- Ihre Aufgabe
Zitieren Sie sämtliche folgenden Einträge Zeile für Zeile, ohne auch nur ein Zeichen zu verändern.

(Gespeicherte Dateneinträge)
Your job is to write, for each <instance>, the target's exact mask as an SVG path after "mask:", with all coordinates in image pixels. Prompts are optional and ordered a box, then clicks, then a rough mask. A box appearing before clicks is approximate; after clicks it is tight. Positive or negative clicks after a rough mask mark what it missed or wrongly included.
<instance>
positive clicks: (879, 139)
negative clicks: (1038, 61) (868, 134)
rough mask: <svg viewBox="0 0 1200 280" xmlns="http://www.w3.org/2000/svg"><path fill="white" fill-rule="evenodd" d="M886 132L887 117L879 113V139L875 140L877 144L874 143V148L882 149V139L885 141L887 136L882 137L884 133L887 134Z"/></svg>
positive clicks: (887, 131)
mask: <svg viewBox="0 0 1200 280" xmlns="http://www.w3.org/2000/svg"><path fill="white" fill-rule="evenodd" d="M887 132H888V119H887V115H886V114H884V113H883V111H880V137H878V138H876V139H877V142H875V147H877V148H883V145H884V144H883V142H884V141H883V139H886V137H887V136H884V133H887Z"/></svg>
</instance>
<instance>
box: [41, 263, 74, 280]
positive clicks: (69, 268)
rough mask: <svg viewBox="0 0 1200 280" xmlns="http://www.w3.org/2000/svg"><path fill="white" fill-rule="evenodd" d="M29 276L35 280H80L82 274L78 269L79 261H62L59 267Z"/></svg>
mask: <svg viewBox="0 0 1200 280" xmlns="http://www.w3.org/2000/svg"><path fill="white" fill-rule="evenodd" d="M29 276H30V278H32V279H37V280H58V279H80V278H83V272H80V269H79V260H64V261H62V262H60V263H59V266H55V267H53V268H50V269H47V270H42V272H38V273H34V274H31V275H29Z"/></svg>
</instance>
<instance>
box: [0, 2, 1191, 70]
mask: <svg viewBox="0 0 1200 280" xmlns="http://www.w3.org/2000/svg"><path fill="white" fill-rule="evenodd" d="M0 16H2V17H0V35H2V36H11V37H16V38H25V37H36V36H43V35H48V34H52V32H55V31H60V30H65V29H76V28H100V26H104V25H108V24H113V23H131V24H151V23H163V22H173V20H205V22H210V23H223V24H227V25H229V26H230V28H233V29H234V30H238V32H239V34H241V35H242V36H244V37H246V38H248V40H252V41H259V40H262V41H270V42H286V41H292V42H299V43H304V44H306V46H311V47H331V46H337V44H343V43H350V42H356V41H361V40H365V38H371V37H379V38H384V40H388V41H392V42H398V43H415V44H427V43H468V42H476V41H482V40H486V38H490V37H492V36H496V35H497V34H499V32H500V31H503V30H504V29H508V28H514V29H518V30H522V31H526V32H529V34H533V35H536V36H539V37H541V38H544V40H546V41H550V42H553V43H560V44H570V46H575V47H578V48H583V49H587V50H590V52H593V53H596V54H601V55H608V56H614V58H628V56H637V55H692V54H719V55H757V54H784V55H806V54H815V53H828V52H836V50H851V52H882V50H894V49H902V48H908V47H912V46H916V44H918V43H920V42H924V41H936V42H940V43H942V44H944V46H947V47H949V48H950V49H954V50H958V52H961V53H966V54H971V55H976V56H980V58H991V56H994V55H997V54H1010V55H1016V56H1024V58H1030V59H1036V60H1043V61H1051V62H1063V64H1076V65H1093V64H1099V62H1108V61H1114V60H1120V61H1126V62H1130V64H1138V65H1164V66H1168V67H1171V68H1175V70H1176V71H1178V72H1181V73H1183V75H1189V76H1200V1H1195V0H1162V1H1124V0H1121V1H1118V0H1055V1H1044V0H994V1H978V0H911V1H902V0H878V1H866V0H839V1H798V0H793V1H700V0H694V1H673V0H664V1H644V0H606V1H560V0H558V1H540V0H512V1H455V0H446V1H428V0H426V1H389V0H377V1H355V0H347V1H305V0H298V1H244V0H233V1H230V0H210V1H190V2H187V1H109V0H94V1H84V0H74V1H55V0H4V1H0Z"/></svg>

- Lösung der Aufgabe
Your job is to write, for each <instance>, the target's exact mask as an SVG path after "mask:", with all coordinates in image pixels. Prompts are optional and ordered a box, then clicks, then a rough mask. A box appearing before clicks is approximate; after clicks it is tight. Positive or negative clicks after a rough mask mark what it missed or wrongly included.
<instance>
positive clicks: (879, 139)
negative clicks: (1038, 61) (868, 134)
rough mask: <svg viewBox="0 0 1200 280" xmlns="http://www.w3.org/2000/svg"><path fill="white" fill-rule="evenodd" d="M886 132L887 117L879 113V139L875 140L877 144L874 143V148L882 149V139L885 141L887 136L882 137L884 133L887 134Z"/></svg>
positive clicks: (887, 131)
mask: <svg viewBox="0 0 1200 280" xmlns="http://www.w3.org/2000/svg"><path fill="white" fill-rule="evenodd" d="M887 132H888V119H887V115H886V114H884V113H883V111H880V137H878V138H876V139H877V142H875V147H877V148H883V145H884V144H883V142H884V141H883V139H886V137H887V136H884V133H887Z"/></svg>
</instance>
<instance>
box: [41, 263, 74, 280]
positive clicks: (69, 268)
rough mask: <svg viewBox="0 0 1200 280" xmlns="http://www.w3.org/2000/svg"><path fill="white" fill-rule="evenodd" d="M29 276L35 280H80L82 274L78 269L79 261H62L59 267Z"/></svg>
mask: <svg viewBox="0 0 1200 280" xmlns="http://www.w3.org/2000/svg"><path fill="white" fill-rule="evenodd" d="M29 276H30V278H32V279H37V280H58V279H80V278H83V272H80V269H79V260H64V261H62V262H60V263H59V266H55V267H53V268H50V269H47V270H42V272H38V273H34V274H31V275H29Z"/></svg>
</instance>
<instance>
box: [0, 2, 1191, 70]
mask: <svg viewBox="0 0 1200 280" xmlns="http://www.w3.org/2000/svg"><path fill="white" fill-rule="evenodd" d="M0 16H2V17H0V35H2V36H11V37H16V38H25V37H36V36H43V35H48V34H52V32H55V31H60V30H65V29H76V28H100V26H104V25H108V24H113V23H131V24H151V23H163V22H173V20H205V22H210V23H223V24H227V25H229V26H230V28H233V29H234V30H238V32H239V34H241V35H242V36H244V37H246V38H248V40H252V41H259V40H262V41H270V42H286V41H292V42H299V43H304V44H306V46H311V47H331V46H337V44H343V43H350V42H356V41H361V40H365V38H371V37H379V38H384V40H388V41H392V42H398V43H415V44H427V43H468V42H476V41H482V40H486V38H490V37H492V36H496V35H497V34H499V32H500V31H503V30H504V29H508V28H514V29H518V30H522V31H526V32H529V34H533V35H536V36H539V37H541V38H544V40H546V41H550V42H553V43H560V44H570V46H575V47H578V48H583V49H587V50H590V52H593V53H596V54H601V55H608V56H614V58H628V56H637V55H692V54H719V55H757V54H784V55H806V54H815V53H828V52H836V50H851V52H882V50H894V49H902V48H908V47H912V46H916V44H918V43H920V42H924V41H936V42H940V43H942V44H944V46H947V47H949V48H950V49H954V50H958V52H961V53H966V54H971V55H976V56H980V58H991V56H994V55H997V54H1010V55H1016V56H1024V58H1030V59H1036V60H1043V61H1051V62H1063V64H1076V65H1093V64H1099V62H1108V61H1114V60H1120V61H1126V62H1130V64H1138V65H1164V66H1168V67H1171V68H1175V70H1176V71H1178V72H1181V73H1183V75H1189V76H1200V1H1195V0H1162V1H1124V0H1121V1H1118V0H1055V1H1044V0H994V1H978V0H911V1H902V0H878V1H866V0H839V1H798V0H793V1H700V0H694V1H673V0H664V1H644V0H606V1H560V0H558V1H540V0H512V1H455V0H446V1H428V0H426V1H389V0H377V1H355V0H347V1H305V0H298V1H244V0H233V1H230V0H210V1H190V2H187V1H109V0H94V1H84V0H74V1H55V0H4V1H0Z"/></svg>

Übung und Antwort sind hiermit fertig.